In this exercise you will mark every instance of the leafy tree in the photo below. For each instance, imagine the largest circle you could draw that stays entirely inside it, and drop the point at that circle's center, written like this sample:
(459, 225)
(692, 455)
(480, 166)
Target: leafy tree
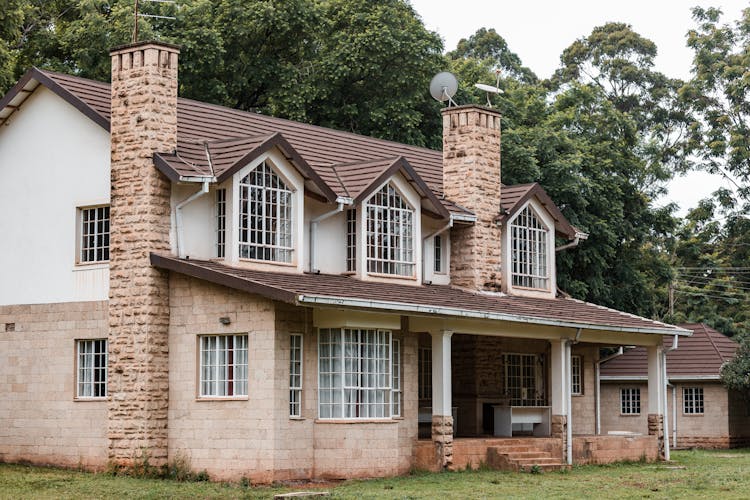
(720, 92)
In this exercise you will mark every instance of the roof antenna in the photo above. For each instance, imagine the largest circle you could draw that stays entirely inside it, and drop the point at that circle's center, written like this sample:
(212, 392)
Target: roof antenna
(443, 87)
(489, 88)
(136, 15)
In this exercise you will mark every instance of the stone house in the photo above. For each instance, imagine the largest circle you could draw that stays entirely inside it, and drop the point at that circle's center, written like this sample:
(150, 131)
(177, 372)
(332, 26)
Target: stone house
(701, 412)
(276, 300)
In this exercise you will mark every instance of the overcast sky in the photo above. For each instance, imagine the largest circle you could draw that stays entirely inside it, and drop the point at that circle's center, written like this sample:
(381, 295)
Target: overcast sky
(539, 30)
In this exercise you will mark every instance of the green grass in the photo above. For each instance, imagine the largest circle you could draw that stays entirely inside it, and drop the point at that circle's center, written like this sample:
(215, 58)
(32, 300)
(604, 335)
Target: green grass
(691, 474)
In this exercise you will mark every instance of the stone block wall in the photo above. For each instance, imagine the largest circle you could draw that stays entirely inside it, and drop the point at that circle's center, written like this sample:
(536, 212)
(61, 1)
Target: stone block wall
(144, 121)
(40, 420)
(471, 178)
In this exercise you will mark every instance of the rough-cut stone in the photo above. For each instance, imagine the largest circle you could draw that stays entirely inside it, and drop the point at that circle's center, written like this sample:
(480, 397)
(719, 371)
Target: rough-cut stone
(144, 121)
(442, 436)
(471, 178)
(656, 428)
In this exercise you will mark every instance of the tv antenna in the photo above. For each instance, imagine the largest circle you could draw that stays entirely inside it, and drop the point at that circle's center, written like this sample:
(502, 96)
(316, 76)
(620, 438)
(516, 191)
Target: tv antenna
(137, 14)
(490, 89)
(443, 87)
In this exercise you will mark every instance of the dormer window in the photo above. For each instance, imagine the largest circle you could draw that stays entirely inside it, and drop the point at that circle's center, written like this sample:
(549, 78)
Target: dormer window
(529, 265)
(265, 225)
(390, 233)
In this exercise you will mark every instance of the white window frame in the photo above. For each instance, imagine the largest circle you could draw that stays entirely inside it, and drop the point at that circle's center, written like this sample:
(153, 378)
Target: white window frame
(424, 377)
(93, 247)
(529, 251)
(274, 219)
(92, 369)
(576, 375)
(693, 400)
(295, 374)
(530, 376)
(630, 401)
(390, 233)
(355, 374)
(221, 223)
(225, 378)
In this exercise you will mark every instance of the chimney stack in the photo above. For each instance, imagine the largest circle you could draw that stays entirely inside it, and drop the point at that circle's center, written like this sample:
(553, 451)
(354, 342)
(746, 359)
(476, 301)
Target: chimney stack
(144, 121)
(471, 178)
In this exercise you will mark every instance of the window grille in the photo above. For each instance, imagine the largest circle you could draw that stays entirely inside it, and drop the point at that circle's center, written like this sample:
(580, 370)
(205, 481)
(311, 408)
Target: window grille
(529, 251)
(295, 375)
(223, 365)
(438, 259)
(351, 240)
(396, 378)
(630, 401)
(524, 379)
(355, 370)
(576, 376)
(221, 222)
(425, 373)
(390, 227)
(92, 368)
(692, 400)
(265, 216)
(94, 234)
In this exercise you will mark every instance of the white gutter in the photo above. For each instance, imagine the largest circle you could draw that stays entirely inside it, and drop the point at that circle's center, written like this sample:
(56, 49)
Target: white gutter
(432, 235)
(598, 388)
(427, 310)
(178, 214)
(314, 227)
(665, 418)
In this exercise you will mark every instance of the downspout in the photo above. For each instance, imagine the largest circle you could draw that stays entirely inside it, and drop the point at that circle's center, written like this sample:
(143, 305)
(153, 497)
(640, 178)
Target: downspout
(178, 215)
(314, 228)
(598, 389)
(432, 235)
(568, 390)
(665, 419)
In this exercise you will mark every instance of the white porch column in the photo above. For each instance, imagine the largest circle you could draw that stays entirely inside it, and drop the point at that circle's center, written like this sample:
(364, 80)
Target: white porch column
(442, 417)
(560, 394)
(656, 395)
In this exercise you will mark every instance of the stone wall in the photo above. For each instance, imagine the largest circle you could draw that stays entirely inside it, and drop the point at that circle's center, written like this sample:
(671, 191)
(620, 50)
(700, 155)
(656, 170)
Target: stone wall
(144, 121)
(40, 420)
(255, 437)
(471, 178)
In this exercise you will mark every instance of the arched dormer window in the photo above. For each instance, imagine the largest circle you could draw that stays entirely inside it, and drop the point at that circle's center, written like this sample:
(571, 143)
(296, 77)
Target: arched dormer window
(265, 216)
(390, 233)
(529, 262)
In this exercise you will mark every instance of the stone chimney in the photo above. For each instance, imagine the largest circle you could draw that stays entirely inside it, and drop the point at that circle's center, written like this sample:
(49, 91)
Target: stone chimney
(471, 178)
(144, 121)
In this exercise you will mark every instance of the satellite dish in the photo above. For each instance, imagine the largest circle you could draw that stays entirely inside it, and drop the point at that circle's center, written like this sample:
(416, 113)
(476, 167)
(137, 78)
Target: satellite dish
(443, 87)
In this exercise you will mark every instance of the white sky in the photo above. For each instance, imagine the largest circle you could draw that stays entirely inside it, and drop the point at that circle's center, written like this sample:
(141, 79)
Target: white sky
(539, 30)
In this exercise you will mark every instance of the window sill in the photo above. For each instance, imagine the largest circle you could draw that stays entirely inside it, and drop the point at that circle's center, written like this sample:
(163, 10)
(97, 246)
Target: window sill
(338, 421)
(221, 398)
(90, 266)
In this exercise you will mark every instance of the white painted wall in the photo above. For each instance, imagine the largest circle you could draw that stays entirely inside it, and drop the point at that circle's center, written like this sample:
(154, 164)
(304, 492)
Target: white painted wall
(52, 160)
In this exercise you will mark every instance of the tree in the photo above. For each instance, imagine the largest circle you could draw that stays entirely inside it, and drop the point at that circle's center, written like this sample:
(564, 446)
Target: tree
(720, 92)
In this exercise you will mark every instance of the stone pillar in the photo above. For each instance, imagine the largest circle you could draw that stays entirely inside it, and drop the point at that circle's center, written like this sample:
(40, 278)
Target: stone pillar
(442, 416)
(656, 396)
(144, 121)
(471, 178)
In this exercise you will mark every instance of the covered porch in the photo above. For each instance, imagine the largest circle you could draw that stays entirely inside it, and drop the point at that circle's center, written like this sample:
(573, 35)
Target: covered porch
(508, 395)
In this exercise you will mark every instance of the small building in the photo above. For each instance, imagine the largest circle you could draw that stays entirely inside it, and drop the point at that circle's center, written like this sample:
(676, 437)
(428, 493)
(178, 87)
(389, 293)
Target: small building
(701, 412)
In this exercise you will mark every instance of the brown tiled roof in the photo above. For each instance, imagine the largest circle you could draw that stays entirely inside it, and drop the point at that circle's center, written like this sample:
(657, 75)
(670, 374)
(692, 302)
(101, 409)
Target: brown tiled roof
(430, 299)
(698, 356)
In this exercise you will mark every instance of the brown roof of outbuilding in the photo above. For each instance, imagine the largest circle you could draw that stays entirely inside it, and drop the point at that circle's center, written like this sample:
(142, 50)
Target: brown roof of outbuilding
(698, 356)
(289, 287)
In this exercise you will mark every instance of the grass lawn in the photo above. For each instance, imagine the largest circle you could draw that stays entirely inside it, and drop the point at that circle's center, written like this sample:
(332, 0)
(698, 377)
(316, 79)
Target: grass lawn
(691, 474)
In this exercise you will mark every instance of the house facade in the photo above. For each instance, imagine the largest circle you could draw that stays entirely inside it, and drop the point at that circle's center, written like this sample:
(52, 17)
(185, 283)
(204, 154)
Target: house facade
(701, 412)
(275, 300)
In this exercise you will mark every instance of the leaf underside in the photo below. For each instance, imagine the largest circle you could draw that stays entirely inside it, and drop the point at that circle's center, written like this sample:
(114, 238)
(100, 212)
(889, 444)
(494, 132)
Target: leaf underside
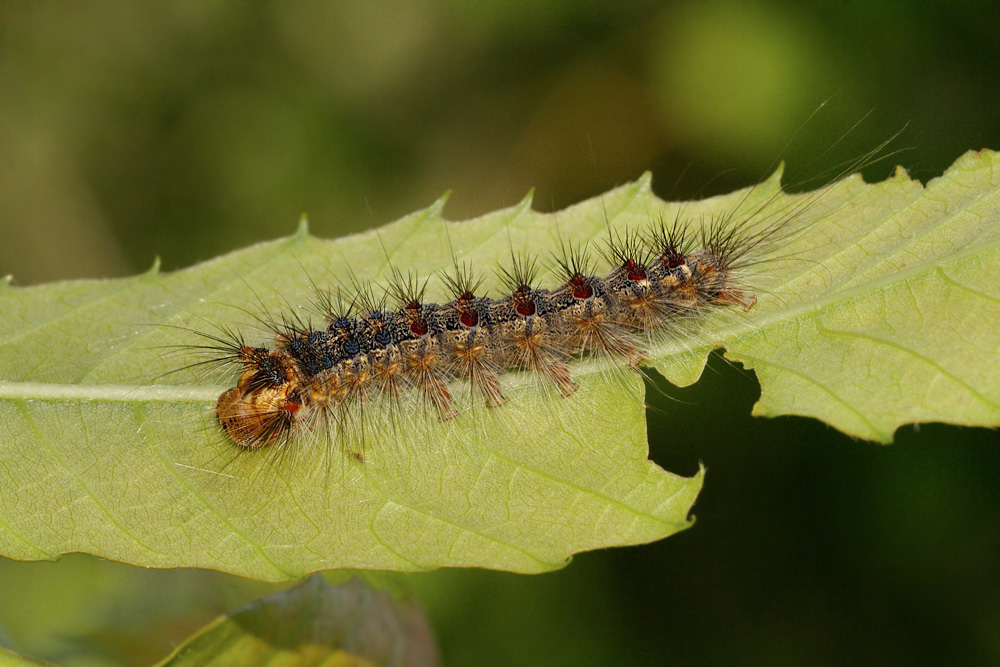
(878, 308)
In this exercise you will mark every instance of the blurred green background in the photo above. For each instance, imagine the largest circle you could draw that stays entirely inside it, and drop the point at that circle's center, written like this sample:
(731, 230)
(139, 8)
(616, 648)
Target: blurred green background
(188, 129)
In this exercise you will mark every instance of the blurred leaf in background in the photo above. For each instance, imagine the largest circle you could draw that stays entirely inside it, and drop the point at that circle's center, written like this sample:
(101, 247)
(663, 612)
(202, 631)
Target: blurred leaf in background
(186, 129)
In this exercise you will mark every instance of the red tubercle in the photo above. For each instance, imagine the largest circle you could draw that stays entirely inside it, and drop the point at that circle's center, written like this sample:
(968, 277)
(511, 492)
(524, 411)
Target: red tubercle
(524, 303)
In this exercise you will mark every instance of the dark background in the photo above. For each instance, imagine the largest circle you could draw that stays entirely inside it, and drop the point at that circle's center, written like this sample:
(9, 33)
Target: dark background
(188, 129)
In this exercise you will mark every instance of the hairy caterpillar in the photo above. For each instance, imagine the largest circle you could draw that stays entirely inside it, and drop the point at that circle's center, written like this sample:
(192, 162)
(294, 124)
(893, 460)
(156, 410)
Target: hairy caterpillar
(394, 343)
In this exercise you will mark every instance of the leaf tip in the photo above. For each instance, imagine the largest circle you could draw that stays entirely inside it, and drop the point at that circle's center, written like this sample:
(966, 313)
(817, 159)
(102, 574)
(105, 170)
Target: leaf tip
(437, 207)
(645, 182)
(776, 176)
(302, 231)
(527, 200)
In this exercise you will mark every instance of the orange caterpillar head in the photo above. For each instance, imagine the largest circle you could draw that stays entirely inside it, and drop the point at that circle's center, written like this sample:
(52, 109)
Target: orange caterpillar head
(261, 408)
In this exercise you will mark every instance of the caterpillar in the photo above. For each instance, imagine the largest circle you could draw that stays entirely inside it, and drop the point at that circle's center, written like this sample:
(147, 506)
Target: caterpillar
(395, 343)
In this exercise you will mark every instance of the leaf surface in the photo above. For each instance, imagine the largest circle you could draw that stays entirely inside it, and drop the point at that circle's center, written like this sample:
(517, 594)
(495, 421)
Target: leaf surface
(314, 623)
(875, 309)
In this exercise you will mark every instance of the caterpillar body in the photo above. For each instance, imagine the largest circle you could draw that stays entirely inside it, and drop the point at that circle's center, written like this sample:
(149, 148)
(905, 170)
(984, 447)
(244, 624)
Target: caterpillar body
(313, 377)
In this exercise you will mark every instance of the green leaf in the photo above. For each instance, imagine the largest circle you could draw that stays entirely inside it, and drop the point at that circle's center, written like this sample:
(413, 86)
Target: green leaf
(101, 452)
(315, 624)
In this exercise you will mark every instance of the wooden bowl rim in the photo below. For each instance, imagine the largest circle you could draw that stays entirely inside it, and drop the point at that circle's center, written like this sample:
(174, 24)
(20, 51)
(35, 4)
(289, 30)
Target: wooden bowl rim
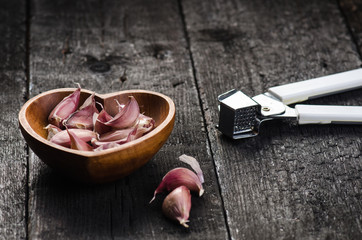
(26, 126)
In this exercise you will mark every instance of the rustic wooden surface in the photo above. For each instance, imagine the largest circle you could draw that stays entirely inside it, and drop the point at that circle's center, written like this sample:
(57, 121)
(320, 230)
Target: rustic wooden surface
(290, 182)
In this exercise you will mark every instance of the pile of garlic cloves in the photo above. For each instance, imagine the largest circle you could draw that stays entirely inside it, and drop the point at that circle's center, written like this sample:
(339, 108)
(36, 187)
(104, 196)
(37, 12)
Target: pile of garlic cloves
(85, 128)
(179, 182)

########################################

Task instructions
Copy each line above where the string "below" occurs.

Task result
In this exercise you will mark every instance of the leafy tree in the photo below. For each instance, imagine the largest circle you could draw that stays entirely inside it, and drop the point at that circle's center, written like this sample:
In this exercise you will mark every instance of the leaf underside in the photo below. For each instance, imagine the largest circle you could draw that stays entirely inside it, and drop the point at that circle's center, written like this sample:
In this exercise you will mark every instance of the wooden bowl rim in the photo below. For each instance, imagine the largest circle you could draw that stays entirely inside it, and drop the point at that circle's center, written like this sample:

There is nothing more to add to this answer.